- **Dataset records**
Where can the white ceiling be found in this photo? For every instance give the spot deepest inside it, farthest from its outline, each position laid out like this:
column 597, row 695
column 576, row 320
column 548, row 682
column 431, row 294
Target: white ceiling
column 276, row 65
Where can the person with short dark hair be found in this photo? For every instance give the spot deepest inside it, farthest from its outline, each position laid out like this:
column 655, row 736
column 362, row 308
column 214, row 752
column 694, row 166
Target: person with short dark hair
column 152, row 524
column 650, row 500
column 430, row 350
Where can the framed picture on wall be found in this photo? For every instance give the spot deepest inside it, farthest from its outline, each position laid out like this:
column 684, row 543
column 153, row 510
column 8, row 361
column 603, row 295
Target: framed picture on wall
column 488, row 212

- **Task prompt**
Copy every one of the dataset records above word for word, with no changes.

- **Result**
Where can the white ceiling be found in this photo? For every instance give the spot deepest inside it, farthest from its outline, each position laid out like this:
column 597, row 695
column 576, row 320
column 548, row 682
column 431, row 294
Target: white ceiling
column 276, row 65
Where can the person with short dark hair be found in this photo? For every instance give the spot deepest inside it, farthest from its outline, each position laid out like this:
column 655, row 736
column 362, row 308
column 214, row 752
column 694, row 166
Target: person with short dark hair
column 152, row 524
column 650, row 500
column 430, row 350
Where can the framed picture on wall be found in this photo? For every instance give the spot deepest inside it, farthest from its outline, each position laid out like this:
column 684, row 543
column 153, row 510
column 8, row 361
column 603, row 295
Target: framed picture on wall
column 488, row 212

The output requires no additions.